What are the attitudes of the public and healthcare professionals to advance care planning discussions with frail older people?
Despite improvements in end-of-life care, there are concerns that services focus too heavily on patients with cancer.
End-of-life care for frail older adults with no overriding diagnosis is important, given they account for around 40% of deaths, and are often associated with multiple chronic conditions as well as some degree of decreased mental functioning.
The review searched the health and social science literature for relevant studies published from January 1991 to September 2012.
12 694 studies were found, of which 26 were included after the authors screened titles and abstracts.
The authors were funded by the UK National Institute of Health Research (NIHR) and MacMillan Cancer Support.
A minority of frail and older individuals have end-of-life care conversations with a healthcare professional.
While most frail and older adults would welcome the opportunity to have end-of-life care conversations, there are some who would prefer not to discuss end-of-life care, and preferences for timing these discussions among those who are interested are highly variable.

Dataset entries
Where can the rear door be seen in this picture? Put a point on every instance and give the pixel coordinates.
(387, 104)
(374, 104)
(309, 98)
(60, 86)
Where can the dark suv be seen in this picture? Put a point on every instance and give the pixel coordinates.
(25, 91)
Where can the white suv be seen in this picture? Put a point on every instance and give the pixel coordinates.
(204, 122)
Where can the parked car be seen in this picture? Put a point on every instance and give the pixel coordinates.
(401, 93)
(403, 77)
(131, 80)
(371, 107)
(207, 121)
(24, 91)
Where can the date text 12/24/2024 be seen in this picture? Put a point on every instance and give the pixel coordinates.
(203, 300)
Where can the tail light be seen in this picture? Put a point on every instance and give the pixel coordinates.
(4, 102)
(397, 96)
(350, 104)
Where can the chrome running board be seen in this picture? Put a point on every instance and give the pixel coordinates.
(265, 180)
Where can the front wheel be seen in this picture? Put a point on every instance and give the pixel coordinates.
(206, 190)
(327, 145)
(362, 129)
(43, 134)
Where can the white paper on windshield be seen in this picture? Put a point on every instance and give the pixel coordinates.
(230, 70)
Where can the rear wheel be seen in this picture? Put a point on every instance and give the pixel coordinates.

• ASSIGNED TASK A: List every percentage and every count of studies that appears in the advance care planning passage.
• ASSIGNED TASK B: Please continue the advance care planning passage after its last sentence.

• REPLY A:
- 40%
- 12 694
- 26

• REPLY B:
Healthcare professionals see end-of-life conversations as their responsibility, but may not be able to initiate them given workload pressure and uncertainty over the prognosis of the patient.
Barriers to discussions included family members who may be reluctant to discuss end-of-life care, and the expectations among frail older adults that others (e.g. family, god, health professionals) would decide for them.
Frail and older adults and their family members need opportunities and supports that enable them to discuss (or to refuse to discuss) end-of-life care with health professionals.
Health professionals require supports and encouragement to find appropriate opportunities to initiate end-of-life discussions with frail older adults and their families.
This summary is based on a review that was determined to be of medium methodological quality based on an assessment using the AMSTAR tool.